After her election, various groups lobbied her to reintroduce a legislative bill enabling Registered Nurse training to be sponsored and funded by the state. Nevada’s nursing cadre consisted mostly of practical nurses. These were mainly women with little formal training but with basic nursing skills, who worked as midwives or nurses for local doctors. Practical nurses were of importance to rural doctors, where medical help was scarce, at best. These doctors were afraid that highly trained registered nurses, commonplace in every other state of the nation, would negatively affect the number of practical nurses in rural communities because, in addition to demanding higher pay for their skill sets, few R.N.s would choose to live in rural areas. Nevada physician opposition had led to the failure of Nevada Registered Nurse program legislation for three previous legislative sessions.
Marguerite introduced the Nurse Practice Act in the Assembly in 1923. After passing in the Assembly, a hard-fought battle in the Senate was waged, with all of Assemblywoman Marguerite’s many interpersonal skills utilized in helping senators see the value of a nurse exam and licensure program. The measure passed. Governor Emmet Boyle signed the legislation into law in March 1923. The bill provided funding and creation of a state commission to plan curriculum and a standardized competency test that would enable applicants to be certified as Registered Nurses.
After her Assembly session closed in 1923, Marguerite’s life continued on a less frenetic plane. Shortly thereafter, she married widower, District Judge and former State Attorney General Richard C. Stoddard, a family friend, and whose deceased wife Marguerite had been close to. Marriage later in life gave her an instant family, as Richard also had a 10-year-old son. Although she ran for another term in 1924, she lost the primary election.

---

Return, unchanged, the portion of the passage about Nevada's Nurse Practice Act starting with "Marguerite introduced the" and going on through "as Registered Nurses.".

---

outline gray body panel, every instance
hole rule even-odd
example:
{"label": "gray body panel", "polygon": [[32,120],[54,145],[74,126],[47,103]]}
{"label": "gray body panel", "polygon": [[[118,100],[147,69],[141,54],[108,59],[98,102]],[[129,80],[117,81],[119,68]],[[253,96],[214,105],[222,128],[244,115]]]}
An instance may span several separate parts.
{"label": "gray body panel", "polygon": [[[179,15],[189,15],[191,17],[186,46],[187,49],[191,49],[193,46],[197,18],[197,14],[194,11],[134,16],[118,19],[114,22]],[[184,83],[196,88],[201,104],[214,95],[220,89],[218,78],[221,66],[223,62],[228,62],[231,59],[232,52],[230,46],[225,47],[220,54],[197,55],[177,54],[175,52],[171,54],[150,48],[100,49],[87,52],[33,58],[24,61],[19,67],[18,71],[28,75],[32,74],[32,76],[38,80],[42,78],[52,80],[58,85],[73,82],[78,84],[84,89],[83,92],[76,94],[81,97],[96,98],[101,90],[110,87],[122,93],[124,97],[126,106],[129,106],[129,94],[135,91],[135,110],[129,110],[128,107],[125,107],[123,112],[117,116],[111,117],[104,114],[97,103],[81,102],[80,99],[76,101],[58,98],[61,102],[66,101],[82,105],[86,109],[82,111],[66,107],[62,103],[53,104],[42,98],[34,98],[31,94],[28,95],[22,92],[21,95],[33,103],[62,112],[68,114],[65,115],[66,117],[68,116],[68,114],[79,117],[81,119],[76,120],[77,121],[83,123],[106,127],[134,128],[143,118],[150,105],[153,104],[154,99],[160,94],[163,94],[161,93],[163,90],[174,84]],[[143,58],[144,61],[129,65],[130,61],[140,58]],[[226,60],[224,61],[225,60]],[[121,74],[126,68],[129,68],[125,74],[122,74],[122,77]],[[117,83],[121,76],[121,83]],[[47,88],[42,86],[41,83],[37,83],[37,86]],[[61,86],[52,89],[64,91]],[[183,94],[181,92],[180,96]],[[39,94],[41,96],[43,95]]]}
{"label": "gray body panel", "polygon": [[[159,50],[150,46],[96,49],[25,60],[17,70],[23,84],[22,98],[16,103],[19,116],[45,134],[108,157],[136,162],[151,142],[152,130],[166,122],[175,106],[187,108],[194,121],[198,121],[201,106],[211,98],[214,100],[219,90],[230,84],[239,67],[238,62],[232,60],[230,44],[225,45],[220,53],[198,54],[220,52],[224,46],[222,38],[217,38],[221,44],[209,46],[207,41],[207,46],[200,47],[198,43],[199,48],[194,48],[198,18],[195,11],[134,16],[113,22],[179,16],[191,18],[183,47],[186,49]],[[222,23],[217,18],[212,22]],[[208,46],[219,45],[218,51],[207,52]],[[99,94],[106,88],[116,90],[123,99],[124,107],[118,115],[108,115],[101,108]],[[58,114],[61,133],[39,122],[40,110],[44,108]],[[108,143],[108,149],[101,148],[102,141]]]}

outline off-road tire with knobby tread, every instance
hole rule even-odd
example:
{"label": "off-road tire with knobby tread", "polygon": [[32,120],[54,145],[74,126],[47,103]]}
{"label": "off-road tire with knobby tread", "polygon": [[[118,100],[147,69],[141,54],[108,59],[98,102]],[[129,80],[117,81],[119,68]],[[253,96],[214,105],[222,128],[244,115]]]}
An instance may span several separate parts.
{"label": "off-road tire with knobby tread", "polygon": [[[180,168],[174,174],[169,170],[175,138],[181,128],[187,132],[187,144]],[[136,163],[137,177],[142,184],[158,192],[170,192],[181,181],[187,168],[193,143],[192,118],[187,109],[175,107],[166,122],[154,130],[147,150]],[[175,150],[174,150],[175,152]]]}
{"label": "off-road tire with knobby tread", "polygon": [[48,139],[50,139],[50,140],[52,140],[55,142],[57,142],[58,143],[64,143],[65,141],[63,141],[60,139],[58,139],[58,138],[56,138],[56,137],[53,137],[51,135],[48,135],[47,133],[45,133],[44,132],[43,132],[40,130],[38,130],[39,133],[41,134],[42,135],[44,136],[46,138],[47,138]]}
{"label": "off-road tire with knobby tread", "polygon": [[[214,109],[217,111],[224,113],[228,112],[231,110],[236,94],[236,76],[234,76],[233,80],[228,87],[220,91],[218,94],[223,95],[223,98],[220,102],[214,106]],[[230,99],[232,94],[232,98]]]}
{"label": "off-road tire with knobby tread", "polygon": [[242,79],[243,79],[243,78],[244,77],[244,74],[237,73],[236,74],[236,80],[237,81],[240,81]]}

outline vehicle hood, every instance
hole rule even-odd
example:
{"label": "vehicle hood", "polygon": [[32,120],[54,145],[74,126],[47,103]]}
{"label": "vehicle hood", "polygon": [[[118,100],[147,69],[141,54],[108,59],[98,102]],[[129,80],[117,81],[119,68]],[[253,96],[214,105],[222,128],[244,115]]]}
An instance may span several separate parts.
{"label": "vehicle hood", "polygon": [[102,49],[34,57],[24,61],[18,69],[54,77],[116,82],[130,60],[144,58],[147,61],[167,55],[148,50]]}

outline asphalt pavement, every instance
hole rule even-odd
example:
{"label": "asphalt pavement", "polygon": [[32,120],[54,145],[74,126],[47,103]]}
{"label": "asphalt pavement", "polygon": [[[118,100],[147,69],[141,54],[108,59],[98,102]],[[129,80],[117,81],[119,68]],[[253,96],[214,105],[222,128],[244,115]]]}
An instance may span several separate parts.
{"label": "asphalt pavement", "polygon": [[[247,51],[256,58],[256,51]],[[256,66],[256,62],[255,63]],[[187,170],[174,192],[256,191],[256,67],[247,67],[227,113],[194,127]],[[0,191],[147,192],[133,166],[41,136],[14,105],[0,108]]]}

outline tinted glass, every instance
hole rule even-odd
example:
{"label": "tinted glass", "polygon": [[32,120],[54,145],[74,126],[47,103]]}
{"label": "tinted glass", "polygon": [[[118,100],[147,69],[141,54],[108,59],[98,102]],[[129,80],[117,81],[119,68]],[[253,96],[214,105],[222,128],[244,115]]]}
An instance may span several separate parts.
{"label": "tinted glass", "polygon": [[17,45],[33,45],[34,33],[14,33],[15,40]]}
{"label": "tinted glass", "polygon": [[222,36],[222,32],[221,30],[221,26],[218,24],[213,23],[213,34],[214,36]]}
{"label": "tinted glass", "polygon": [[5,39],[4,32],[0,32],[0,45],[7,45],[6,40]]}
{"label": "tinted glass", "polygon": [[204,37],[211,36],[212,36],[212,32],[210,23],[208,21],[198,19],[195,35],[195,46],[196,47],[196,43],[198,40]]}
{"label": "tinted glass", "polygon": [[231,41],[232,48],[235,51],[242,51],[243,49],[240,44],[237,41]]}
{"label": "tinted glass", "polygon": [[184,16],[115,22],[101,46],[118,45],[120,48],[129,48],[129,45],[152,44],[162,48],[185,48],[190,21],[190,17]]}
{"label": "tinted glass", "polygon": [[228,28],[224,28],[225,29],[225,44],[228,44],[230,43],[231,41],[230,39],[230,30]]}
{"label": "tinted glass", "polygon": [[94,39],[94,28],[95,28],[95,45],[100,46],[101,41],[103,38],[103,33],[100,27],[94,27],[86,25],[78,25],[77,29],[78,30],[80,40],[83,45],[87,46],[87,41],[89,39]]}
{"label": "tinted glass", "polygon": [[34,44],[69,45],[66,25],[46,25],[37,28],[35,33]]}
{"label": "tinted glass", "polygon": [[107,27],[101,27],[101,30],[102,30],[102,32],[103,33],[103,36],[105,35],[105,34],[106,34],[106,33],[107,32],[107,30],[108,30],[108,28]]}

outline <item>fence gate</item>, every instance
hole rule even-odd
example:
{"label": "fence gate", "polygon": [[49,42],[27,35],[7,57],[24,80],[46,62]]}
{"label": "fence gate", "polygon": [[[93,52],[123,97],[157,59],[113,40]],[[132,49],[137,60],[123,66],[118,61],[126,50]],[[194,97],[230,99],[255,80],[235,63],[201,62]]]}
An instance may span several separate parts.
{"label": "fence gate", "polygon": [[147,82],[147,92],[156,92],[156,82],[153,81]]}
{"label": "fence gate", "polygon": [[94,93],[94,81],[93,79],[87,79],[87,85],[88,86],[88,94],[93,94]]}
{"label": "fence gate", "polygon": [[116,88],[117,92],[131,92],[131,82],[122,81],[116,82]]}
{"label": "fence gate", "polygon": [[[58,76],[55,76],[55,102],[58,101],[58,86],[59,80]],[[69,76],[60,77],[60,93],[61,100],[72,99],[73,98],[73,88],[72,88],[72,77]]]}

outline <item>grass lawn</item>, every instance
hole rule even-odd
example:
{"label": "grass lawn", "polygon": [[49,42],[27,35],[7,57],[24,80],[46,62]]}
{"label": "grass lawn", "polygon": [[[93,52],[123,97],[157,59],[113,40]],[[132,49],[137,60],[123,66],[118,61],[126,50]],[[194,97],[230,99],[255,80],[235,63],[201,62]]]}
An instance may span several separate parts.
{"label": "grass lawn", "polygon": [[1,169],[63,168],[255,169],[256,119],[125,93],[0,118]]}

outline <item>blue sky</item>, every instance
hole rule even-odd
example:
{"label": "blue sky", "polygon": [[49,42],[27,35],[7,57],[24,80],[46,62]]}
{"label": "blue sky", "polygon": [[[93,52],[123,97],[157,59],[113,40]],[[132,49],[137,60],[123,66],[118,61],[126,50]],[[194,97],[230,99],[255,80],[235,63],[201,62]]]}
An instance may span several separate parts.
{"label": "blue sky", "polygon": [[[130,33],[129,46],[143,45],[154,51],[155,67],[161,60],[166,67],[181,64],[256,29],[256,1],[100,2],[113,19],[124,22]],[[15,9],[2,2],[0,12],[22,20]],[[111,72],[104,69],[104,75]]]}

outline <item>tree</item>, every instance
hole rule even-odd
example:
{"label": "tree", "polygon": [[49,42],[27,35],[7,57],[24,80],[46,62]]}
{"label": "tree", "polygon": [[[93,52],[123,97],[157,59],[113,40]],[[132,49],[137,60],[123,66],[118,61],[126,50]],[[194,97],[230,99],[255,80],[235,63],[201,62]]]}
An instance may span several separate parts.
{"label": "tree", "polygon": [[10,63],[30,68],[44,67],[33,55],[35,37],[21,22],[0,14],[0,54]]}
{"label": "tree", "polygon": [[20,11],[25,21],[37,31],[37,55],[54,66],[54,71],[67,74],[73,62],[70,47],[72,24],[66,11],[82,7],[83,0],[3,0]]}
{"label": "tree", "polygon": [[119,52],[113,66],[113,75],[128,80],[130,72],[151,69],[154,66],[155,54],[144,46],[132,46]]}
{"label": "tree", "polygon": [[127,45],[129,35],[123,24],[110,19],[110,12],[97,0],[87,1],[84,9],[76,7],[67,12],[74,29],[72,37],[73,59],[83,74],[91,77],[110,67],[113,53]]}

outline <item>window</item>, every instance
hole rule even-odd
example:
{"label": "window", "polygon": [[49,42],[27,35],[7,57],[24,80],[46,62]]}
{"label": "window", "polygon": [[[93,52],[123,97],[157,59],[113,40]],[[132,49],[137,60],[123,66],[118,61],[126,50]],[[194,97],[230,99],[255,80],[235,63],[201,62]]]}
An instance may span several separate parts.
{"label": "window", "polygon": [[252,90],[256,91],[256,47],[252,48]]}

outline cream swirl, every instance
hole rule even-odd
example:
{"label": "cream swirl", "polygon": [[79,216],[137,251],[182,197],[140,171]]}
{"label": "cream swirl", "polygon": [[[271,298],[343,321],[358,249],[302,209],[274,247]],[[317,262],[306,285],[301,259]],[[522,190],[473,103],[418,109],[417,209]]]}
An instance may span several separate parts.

---

▸ **RESPONSE TO THE EXERCISE**
Marguerite introduced the Nurse Practice Act in the Assembly in 1923. After passing in the Assembly, a hard-fought battle in the Senate was waged, with all of Assemblywoman Marguerite’s many interpersonal skills utilized in helping senators see the value of a nurse exam and licensure program. The measure passed. Governor Emmet Boyle signed the legislation into law in March 1923. The bill provided funding and creation of a state commission to plan curriculum and a standardized competency test that would enable applicants to be certified as Registered Nurses.